§ Work task
When you reach the entries, transcribe each one exactly.

Input data Start Marker

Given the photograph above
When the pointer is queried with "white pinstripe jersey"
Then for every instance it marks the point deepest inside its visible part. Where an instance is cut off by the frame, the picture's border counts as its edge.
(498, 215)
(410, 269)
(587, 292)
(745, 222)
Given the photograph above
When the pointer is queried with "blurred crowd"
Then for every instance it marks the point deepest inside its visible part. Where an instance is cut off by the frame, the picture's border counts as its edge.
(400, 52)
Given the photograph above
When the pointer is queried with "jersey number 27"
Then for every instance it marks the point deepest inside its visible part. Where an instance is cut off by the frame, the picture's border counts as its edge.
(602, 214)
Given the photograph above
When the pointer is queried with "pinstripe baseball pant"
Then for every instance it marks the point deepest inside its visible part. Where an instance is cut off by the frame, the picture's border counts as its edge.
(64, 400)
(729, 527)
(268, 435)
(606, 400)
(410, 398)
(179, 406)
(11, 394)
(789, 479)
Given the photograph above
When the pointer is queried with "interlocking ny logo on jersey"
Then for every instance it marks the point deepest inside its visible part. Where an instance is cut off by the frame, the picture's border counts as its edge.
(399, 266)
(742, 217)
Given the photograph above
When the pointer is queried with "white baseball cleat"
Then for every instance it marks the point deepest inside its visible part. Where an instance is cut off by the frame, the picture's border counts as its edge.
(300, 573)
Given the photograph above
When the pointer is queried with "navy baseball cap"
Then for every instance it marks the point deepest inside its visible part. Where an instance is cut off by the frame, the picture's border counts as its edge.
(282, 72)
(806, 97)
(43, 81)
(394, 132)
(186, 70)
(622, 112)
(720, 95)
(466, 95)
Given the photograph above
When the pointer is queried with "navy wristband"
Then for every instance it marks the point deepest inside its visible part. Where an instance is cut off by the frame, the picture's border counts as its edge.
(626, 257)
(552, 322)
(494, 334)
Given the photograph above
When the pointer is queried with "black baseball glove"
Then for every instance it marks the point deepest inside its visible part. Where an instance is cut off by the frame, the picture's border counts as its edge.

Input data End Marker

§ Solution below
Given the photograph above
When the pointer is queried with "white pinstripe jersey"
Then for every instance it marks the point deepest inside its visible part. Where an instance is cut off by the frame, the picture's border counts as its edge.
(498, 215)
(410, 269)
(587, 292)
(745, 222)
Given the photograph above
When the pointer is queried with "blurred crowd"
Then for every instance it marks the point deepest inside its visible part. Where an instance is cut off by the frame, the picture's border counts as its edge.
(400, 52)
Given the photograph above
When the pointer is queried with "jersey number 27"
Then for every instance it marks the point deepest inside its visible part. Where an instance is cut off by the frame, the picture's border counts as its edge.
(602, 214)
Given the photograph above
When the pointer is queried with "pinstripe baseball pant"
Then for every instance it marks the point deepest inside its visible part. Where an instance is cut off by the frame, the picture's border counts as its edge.
(64, 400)
(729, 527)
(268, 435)
(606, 400)
(410, 398)
(179, 406)
(11, 394)
(789, 479)
Given the photograph above
When the pointer is queried with "interlocking ny logo on jersey"
Then for every instance it marks the point deepest inside its visible part. Where an instance is cut off by the frame, the picture's border counts as its edge.
(399, 266)
(742, 217)
Given the photograph above
When the pointer is queried with "white baseball cleat"
Then for every instance it marks the point deepest inside its visible part. Where an instance is cut off by the frame, the picture's border counts as its edge.
(300, 573)
Given the photograph above
When the pointer is queried with "navy baseball cap"
Then for every instance it marks the point deepest inside its visible part. Where an instance is cut off by the frame, the picture's border counts as its edge.
(282, 72)
(806, 97)
(43, 81)
(394, 132)
(186, 70)
(622, 112)
(720, 95)
(466, 95)
Given the photograph above
When the pointer is queried with "navy wristband"
Then for every instance it marks the point deepest inside its visible part. Where an instance is cut off by the frame, the picture's border counts as its edge.
(626, 257)
(552, 322)
(494, 334)
Given the photograph above
When the pointer is queried with "black baseball glove"
Then for every instance it marks the point deepest inside its visible part. Where an instance is cut off by the frame, the picture's border counts as its edge.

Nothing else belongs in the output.